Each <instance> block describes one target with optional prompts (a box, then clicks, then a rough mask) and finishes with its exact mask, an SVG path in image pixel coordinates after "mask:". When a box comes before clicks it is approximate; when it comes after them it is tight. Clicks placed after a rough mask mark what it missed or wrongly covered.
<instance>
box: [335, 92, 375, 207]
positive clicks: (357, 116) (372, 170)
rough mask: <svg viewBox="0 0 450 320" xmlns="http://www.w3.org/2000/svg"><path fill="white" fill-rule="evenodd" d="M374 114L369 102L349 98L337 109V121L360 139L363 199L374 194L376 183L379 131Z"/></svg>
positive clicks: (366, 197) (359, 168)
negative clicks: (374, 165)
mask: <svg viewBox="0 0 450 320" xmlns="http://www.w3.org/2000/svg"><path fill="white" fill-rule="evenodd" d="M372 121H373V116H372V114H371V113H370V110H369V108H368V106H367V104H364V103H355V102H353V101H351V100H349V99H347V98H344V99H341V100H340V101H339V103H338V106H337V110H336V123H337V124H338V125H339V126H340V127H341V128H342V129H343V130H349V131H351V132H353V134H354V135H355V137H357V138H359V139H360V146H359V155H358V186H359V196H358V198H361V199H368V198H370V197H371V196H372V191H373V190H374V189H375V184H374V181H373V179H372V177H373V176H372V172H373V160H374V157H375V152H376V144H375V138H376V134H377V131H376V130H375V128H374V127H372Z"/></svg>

• Task
Using the listing above, list every line in which the string "instance" occurs.

• Your solution
Each <instance> block describes one target with optional prompts (a box, then clicks, then a rough mask) and finishes with its exact mask, an SVG path in image pixel coordinates after "mask:". When a box comes before clicks it is approximate; when it comes after them it is tight. Clicks placed after a rough mask mark what it missed or wrongly covered.
<instance>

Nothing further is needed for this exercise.